> _TEXT SEGMENT_
----------

Kibi had the good sense to be buried near her grandfather. Her daughter Kogyoku was Empress Reignant 642-645; abdicated in favor of Kibi's son, her brother Kotoku (645-654); and when he died, reigned again, 654-661. So though she never reigned herself, Kibi's mighty important.
Her tomb is on a small rise with a torii gate and a wrought-iron one. And for some reason, the small round mound of her kofun has been chosen as the repository for four peculiar fellows.
Randy little fellow on Princess Kibi's kofun
Actually part of a group of five--their missing companion is about five kilometers away, at the site of a ruined castle--these stones have come to be called the Saruishi or "Monkey Stones." They were excavated in a nearby field in the Edo Period and moved to where we see them today. They may have been tomb guardians, as they were found near another mausoleum, and ancient records mention such artifacts. Others speculate that, given their obvious--uh--attributes--they may have been some kind of fertility fetish. In fact, local women "pray" to these statues for easy and safe delivery of children.

----------

> _INFORMATION SHOWN_
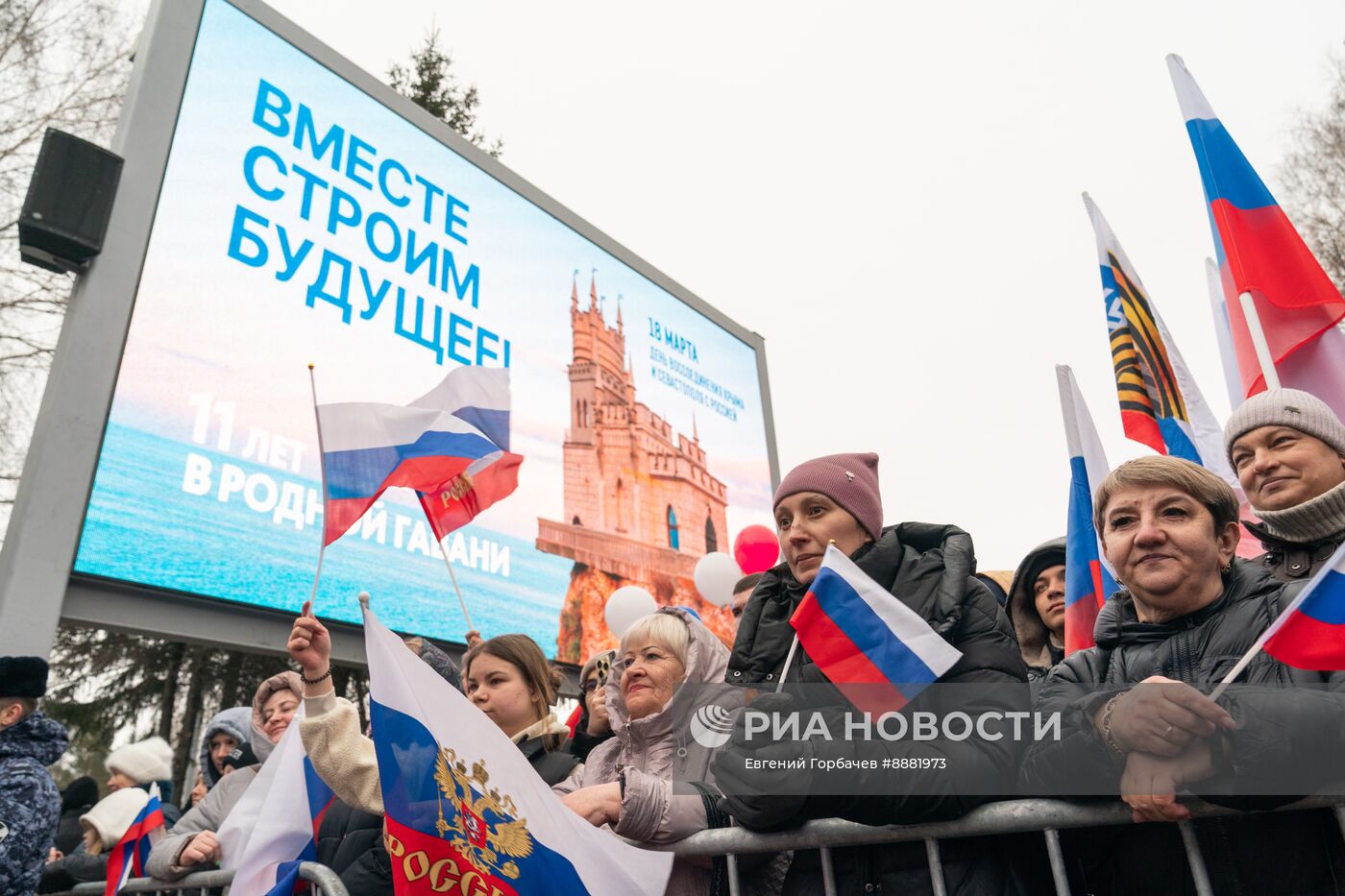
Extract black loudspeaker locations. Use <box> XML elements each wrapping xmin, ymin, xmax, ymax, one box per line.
<box><xmin>19</xmin><ymin>128</ymin><xmax>121</xmax><ymax>273</ymax></box>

----------

> _TO BE DONE_
1. Print the text from the passage on Princess Kibi's tomb between "Her tomb is" and "four peculiar fellows.", inclusive.
2. Render this sentence from the passage on Princess Kibi's tomb in Spanish: "They were excavated in a nearby field in the Edo Period and moved to where we see them today."
3. According to the passage on Princess Kibi's tomb, where is the fifth Monkey Stone located?

> _TASK-BY-TASK OUTPUTS_
1.
Her tomb is on a small rise with a torii gate and a wrought-iron one. And for some reason, the small round mound of her kofun has been chosen as the repository for four peculiar fellows.

2. Fueron excavadas en un campo cercano durante el período Edo y trasladadas al lugar donde las vemos hoy.

3. About five kilometers away, at the site of a ruined castle.